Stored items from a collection
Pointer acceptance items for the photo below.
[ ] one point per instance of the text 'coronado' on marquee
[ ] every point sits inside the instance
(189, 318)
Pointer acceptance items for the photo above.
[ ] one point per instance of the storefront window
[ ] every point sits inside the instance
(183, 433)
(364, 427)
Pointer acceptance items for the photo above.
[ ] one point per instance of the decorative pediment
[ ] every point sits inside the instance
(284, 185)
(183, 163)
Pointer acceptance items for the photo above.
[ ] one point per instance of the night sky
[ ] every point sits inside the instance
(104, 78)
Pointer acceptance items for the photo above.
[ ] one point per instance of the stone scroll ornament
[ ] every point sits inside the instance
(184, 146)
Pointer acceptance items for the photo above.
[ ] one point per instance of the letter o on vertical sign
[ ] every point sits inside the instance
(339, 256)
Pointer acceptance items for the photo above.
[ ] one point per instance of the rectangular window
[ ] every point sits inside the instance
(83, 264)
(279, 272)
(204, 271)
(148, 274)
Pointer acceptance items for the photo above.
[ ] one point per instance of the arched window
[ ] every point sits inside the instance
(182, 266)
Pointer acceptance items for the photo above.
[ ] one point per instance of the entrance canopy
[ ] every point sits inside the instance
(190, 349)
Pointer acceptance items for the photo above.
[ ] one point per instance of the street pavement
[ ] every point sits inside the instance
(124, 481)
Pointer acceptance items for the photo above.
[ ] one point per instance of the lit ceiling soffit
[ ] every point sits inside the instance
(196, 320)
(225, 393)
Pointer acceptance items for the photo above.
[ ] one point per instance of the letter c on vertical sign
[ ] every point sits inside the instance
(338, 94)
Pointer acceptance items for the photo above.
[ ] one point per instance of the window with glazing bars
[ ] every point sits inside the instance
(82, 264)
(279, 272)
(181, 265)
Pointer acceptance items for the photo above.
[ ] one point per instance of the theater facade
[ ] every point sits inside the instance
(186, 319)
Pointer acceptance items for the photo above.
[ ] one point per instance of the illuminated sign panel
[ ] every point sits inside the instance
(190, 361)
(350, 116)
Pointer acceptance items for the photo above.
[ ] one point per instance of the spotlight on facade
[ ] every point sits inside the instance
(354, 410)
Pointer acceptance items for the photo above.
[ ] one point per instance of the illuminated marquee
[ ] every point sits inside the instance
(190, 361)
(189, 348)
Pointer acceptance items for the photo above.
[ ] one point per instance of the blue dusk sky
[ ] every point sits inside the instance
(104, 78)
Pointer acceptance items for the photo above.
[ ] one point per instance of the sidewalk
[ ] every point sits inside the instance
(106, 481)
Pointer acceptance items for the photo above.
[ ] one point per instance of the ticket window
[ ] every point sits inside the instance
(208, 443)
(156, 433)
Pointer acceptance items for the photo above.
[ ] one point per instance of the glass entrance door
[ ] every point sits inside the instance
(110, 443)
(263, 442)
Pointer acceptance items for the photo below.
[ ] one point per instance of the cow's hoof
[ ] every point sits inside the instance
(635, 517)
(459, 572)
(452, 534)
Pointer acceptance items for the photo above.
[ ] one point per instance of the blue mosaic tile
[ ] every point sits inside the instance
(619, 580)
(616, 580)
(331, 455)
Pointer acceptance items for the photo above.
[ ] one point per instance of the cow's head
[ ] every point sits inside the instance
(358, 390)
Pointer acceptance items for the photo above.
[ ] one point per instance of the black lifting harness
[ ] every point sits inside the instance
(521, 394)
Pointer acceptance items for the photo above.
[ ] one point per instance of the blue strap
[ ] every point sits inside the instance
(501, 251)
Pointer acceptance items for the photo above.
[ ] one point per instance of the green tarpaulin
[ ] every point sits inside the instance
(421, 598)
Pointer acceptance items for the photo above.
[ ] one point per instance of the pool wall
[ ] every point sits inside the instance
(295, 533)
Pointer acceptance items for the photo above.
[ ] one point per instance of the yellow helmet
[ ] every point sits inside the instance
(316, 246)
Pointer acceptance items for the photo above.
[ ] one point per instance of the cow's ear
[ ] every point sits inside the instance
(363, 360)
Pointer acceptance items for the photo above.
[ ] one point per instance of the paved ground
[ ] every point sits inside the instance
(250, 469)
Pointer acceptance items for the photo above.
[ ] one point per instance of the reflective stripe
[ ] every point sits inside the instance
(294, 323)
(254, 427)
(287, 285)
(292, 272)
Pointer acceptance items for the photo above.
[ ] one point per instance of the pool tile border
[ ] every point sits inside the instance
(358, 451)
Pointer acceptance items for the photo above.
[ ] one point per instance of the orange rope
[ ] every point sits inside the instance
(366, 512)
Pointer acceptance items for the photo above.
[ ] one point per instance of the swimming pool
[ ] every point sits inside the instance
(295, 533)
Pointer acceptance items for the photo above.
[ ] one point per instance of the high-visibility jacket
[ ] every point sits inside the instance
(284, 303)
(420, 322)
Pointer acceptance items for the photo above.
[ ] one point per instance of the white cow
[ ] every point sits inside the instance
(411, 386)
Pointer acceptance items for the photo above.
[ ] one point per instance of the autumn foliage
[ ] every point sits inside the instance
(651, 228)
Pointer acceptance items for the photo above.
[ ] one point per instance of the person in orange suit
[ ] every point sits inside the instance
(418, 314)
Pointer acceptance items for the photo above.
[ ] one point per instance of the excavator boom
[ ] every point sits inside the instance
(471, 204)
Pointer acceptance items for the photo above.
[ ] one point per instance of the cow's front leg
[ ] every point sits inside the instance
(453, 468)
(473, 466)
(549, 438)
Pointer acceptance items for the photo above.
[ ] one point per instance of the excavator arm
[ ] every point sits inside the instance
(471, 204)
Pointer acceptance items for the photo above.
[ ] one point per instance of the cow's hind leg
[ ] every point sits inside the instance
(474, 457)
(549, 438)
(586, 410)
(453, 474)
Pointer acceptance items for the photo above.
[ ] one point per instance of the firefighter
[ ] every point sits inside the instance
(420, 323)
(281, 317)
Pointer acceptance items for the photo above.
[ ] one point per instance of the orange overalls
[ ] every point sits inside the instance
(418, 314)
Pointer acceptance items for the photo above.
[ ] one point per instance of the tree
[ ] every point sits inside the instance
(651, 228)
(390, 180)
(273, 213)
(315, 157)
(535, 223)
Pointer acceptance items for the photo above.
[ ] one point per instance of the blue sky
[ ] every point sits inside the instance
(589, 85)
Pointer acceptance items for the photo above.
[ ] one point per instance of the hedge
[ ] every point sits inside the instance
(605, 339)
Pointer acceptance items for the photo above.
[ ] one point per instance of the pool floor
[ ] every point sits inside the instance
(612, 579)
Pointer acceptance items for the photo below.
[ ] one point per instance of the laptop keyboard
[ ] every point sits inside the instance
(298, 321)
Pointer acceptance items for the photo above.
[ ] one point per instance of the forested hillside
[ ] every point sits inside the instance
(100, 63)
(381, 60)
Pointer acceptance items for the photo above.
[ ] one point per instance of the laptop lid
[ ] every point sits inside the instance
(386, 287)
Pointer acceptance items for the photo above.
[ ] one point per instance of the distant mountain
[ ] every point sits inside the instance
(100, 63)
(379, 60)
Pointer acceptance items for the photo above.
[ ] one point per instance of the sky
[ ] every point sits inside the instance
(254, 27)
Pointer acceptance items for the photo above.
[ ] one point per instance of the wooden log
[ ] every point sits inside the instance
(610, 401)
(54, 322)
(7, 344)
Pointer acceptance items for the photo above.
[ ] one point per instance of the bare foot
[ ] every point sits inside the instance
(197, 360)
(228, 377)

#### ACTION ITEM:
Transcribe all entries exactly as they appear above.

#### EXERCISE ANSWER:
Pointer acceptance items for the photo below.
[ ] one point per instance of the text 'coronado' on marquee
[ ] every point sits inside the instance
(189, 318)
Pointer acceptance items for the photo above.
[ ] one point per instance of the storefront window
[ ] every point sits inside the instance
(183, 433)
(364, 427)
Pointer acceptance items for the photo above.
[ ] one point per instance of the decorative pediment
[ ] every point sits inside the instance
(284, 185)
(183, 163)
Pointer acceptance items for the photo above.
[ ] one point per instance of the night sky
[ ] every point sits inside the instance
(104, 78)
Pointer acceptance items for the photo above.
[ ] one point per instance of the stone scroll ornament
[ ] every point sits inside the instance
(184, 146)
Pointer acceptance items for the photo above.
[ ] one point per instance of the letter o on vertical sign
[ ] every point sits inside the instance
(339, 256)
Pointer acceptance items for the photo above.
[ ] one point per instance of the rectangular window
[ ] every point sits inside the instance
(83, 264)
(279, 272)
(204, 271)
(148, 274)
Pointer acceptance items for the photo above.
[ ] one point per instance of the arched window
[ ] every point sits inside the instance
(182, 266)
Pointer acceptance items for the photo above.
[ ] one point per instance of the entrance canopy
[ ] every point sits inside the instance
(190, 349)
Pointer acceptance items for the photo above.
[ ] one point per instance of the street pavement
[ ] every point sits inside the instance
(124, 481)
Pointer acceptance items for the photo above.
[ ] one point per instance of the lit ceiling soffit
[ ] every point sits inside the instance
(196, 320)
(225, 393)
Pointer acceptance items for the photo above.
[ ] one point per instance of the letter c on vertical sign
[ ] every point sits inside the instance
(338, 94)
Pointer acceptance items for the photo above.
[ ] one point per instance of the window with glazing bars
[ ] every point sits inside the instance
(82, 264)
(279, 272)
(181, 265)
Pointer acceptance items for the photo above.
[ ] one point per instance of the theater facade
[ ] every point sits inside the instance
(186, 319)
Pointer acceptance items for the photo above.
[ ] one point per instance of the illuminated sign panel
[ ] every point sits inside the instance
(190, 361)
(350, 116)
Pointer acceptance items for the photo above.
[ ] one point per instance of the spotlight on facade
[ ] every point sits inside the instance
(354, 410)
Pointer acceptance items for the photo above.
[ ] one point per instance of the illuminated marquee
[ ] every point sits inside the instance
(190, 361)
(189, 348)
Pointer acceptance items for the photo above.
[ ] one point per instance of the blue dusk sky
[ ] every point sits inside the instance
(104, 78)
Pointer acceptance items for the photo above.
[ ] one point per instance of the sidewalk
[ ] every point sits inside the instance
(106, 481)
Pointer acceptance items for the photo above.
[ ] one point per instance of the ticket window
[ ] every point sits inside the instance
(208, 443)
(156, 433)
Pointer acceptance items for the photo above.
[ ] one point per instance of the glass entrance door
[ ] every point sits inside the instance
(110, 443)
(263, 442)
Pointer acceptance items for the photo below.
[ ] one point per instance of the cow's hoof
[ ] every point sits inside the instance
(635, 517)
(459, 572)
(452, 534)
Pointer acceptance items for the photo above.
[ ] one point per instance of the blue mosaic tile
[ ] every point sits inside the instance
(619, 580)
(616, 580)
(331, 455)
Pointer acceptance items for the photo above.
[ ] one point per instance of the cow's head
[ ] every point sits inside the instance
(358, 390)
Pointer acceptance items for the photo above.
[ ] one point per instance of the black lifting harness
[ ] every point sits inside the instance
(521, 394)
Pointer acceptance items for the photo above.
[ ] one point per instance of the blue strap
[ ] every point sits inside the instance
(501, 251)
Pointer acceptance items for the photo above.
[ ] one point per instance of the green tarpaulin
[ ] every point sits inside the instance
(421, 598)
Pointer acceptance items for the photo above.
[ ] one point per instance of the pool wall
[ ] every point sits inside the instance
(295, 533)
Pointer acceptance items for the photo above.
[ ] one point per instance of the yellow helmet
[ ] every point sits inside the instance
(316, 246)
Pointer acceptance items for the photo above.
[ ] one point per instance of the cow's ear
[ ] every point sits inside the instance
(363, 360)
Pointer acceptance items for the photo above.
[ ] one point per instance of the paved ground
[ ] every point sits inside the instance
(250, 469)
Pointer acceptance items for the photo above.
[ ] one point per instance of the reflective stripe
[ ] every point sits inside the instance
(294, 323)
(254, 427)
(287, 285)
(292, 272)
Pointer acceptance items for the photo above.
[ ] one point per instance of the pool tile border
[ ] every point sits inside the instance
(358, 451)
Pointer acceptance items for the photo above.
[ ] one point per instance of the orange rope
[ ] every point sits inside the instance
(366, 512)
Pointer acceptance items for the photo above.
[ ] one point per instance of the swimming pool
[ ] every point sits inside the instance
(295, 533)
Pointer acceptance items for the photo above.
[ ] one point per instance of the high-visibility jacket
[ ] every point sits inside the instance
(284, 303)
(420, 322)
Pointer acceptance items for the photo above.
[ ] one point per instance of the white cow
[ ] every point sits inside the instance
(411, 386)
Pointer acceptance items for the photo above.
[ ] one point per instance of the autumn foliage
[ ] every point sits inside the instance
(651, 228)
Pointer acceptance items for the photo above.
[ ] one point per instance of the person in orange suit
[ ] every point sits inside the instance
(418, 314)
Pointer acceptance items for the photo above.
[ ] one point per instance of the excavator boom
[ ] every point sits inside the instance
(471, 204)
Pointer acceptance items for the photo above.
[ ] one point per instance of the cow's front leg
[ ] every point sits inside the instance
(453, 468)
(473, 466)
(549, 438)
Pointer acceptance items for the photo above.
[ ] one point per instance of the excavator arm
[ ] every point sits inside the instance
(471, 204)
Pointer acceptance items for the photo above.
[ ] one point per instance of the cow's hind leg
[ ] every point sits inside the instance
(474, 457)
(549, 438)
(586, 410)
(453, 474)
Pointer acceptance items for the photo above.
[ ] one point per instance of the firefighter
[ ] every point sits inside the instance
(420, 323)
(281, 317)
Pointer acceptance items for the photo above.
[ ] one point per instance of the orange overalls
[ ] every point sits inside the instance
(418, 314)
Pointer acceptance items for the photo above.
[ ] one point per instance of the tree
[ ] every point sits inside the instance
(651, 228)
(390, 180)
(273, 213)
(315, 157)
(535, 223)
Pointer acceptance items for the photo above.
[ ] one point per instance of the blue sky
[ ] every point sits inside the instance
(589, 85)
Pointer acceptance items for the photo above.
[ ] one point per instance of the hedge
[ ] every point sits inside the instance
(605, 339)
Pointer acceptance items for the photo above.
[ ] one point per instance of the pool floor
[ ] every point sits inside the instance
(612, 579)
Pointer acceptance items for the photo below.
[ ] one point per instance of the laptop keyboard
[ ] every point sits inside the instance
(298, 321)
Pointer acceptance items for the photo above.
[ ] one point per instance of the forested hillside
[ ] every point sits inside the instance
(100, 63)
(381, 60)
Pointer acceptance items for the photo above.
[ ] one point per instance of the laptop lid
[ ] every point sits inside the instance
(386, 287)
Pointer acceptance items for the photo above.
[ ] one point per instance of the distant mountain
[ ] every point sits inside the instance
(100, 63)
(379, 60)
Pointer acceptance items for the photo above.
[ ] one point per instance of the sky
[ ] every point sits inside the instance
(254, 27)
Pointer acceptance items for the photo above.
[ ] one point per instance of the wooden log
[ ] every point sits inside the instance
(610, 401)
(54, 322)
(7, 344)
Pointer acceptance items for the photo above.
[ ] one point per instance of the bare foot
[ ] every point sits inside the instance
(197, 360)
(228, 377)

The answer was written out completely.